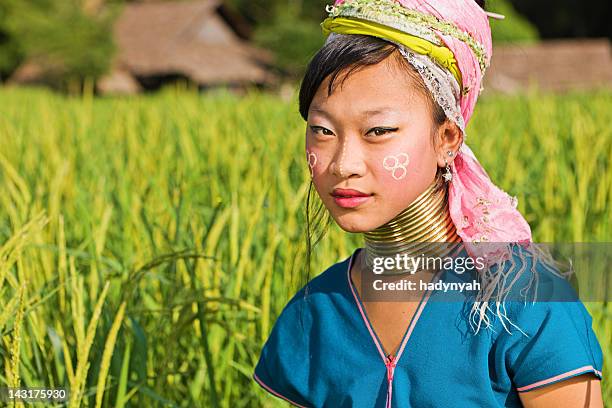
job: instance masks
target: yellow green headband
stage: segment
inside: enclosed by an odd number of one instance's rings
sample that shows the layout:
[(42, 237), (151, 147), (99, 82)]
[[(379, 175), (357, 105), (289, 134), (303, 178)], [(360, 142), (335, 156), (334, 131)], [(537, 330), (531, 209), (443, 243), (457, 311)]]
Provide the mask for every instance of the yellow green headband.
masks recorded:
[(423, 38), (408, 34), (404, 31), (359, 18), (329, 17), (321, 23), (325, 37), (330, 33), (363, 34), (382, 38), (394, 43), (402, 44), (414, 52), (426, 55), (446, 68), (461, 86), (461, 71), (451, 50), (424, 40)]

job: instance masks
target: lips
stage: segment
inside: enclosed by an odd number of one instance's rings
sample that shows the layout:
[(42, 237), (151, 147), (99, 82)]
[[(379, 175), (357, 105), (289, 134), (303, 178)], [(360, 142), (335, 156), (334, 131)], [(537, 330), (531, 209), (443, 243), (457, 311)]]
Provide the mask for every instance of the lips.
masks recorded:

****************

• **Work to do**: Rescale the lines above by reproducing all of them, requests included, with every coordinate in the recorded masks multiplied by 1.35 and rounded to a whole number (halves up), while the layout samples stay unchanged. Leave the pictures out of your answer.

• **Exercise result**:
job: instance masks
target: yellow green headband
stage: segment
inside: enclosed by an odd number of one instance's rings
sample that shows the layout:
[(42, 237), (151, 147), (99, 82)]
[[(379, 175), (357, 105), (289, 134), (303, 178)], [(360, 142), (335, 156), (334, 131)], [(537, 330), (531, 209), (443, 243), (457, 311)]]
Provide the mask for every instance of the yellow green headband.
masks recorded:
[(571, 51), (551, 46), (545, 42), (485, 24), (444, 23), (433, 31), (439, 50), (446, 45), (490, 46), (516, 51), (532, 58), (543, 59), (559, 70), (575, 74), (602, 92), (622, 116), (622, 96), (609, 68), (572, 54)]

job: instance masks
target: lips
stage: segment
inside: enclosed by an odd number of one instance's rings
sample that shows the layout:
[(42, 237), (151, 147), (99, 82)]
[[(379, 175), (357, 105), (289, 134), (303, 178)], [(360, 142), (335, 156), (334, 131)], [(537, 330), (531, 209), (443, 243), (457, 311)]]
Provide the mask for every instance of the lips.
masks recorded:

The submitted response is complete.